[Records]
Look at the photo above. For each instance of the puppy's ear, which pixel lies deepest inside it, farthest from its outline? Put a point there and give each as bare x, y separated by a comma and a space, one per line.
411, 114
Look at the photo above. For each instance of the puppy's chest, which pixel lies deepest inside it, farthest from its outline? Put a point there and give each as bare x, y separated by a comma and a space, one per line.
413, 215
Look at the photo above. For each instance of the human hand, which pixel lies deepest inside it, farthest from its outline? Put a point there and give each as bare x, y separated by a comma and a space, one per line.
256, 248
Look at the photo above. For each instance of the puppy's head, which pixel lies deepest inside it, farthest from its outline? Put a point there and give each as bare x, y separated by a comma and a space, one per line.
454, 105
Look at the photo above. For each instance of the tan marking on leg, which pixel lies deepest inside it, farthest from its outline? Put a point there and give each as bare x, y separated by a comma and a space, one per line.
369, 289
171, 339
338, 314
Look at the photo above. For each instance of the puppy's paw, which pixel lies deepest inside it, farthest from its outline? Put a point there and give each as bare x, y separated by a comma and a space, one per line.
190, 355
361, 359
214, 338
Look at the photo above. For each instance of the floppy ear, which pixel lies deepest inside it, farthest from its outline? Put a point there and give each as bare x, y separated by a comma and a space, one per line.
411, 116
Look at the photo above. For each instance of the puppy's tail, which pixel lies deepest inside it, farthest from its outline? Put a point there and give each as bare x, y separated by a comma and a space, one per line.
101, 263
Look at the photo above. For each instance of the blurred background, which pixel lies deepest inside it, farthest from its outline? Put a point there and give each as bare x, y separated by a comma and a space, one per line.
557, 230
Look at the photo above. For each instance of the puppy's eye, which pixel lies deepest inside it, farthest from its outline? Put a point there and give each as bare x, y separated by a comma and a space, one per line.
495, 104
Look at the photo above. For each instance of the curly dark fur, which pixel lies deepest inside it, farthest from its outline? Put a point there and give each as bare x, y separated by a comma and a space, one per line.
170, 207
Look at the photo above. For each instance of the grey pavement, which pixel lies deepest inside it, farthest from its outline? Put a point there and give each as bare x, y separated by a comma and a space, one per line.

> WHAT IS BEING ASKED: Starting with the line that contains "puppy's paw, which", repeat each line through the last one exactly as it appears. Include both ends and nothing more.

> RESPONSE BELOW:
Look at the photo above. For each instance of the puppy's paw, which pixel lies deepest inside it, farthest from its outline? Put a point there and give each as bare x, y separated by a comma and a space, one per line.
190, 355
361, 359
214, 338
Look at the photo above. For each instance of the floppy ear, which pixel lies deepest inside it, farthest from its outline? Put a point there and give each as bare x, y separated by a comma and a space, one per line.
411, 116
Look at the photo above. For each instance of the puppy's tail, which pixel lies deepest inside it, farthest from its outline? Put a point there and give each as bare x, y separated by a comma and a space, one per line.
101, 263
Look at the photo above. For each instance of the blurred background, which pixel lies deepest inside it, farthest from its outline? Put a point there and give each as bare x, y separated by a comma and a space, one per line.
557, 230
Look at the photo above. For each instance of the puppy's eye, which pixel lies deepest inside it, farthest from its outline? Put a point there and give each as bare x, y separated by a comma and a space, one per line.
495, 104
Look at the photo above. For each instance of the curly dark fur, which pixel lies deepest inside it, farthest from its outline? Put a point there and give each as bare x, y separated by a comma and a space, one per line.
170, 207
Look at the photo above. For each instance of the grey pavement, which pixel lies deepest inside it, farthest from its outline? Put a point there and give each as bare x, y separated by a comma and a space, one per line.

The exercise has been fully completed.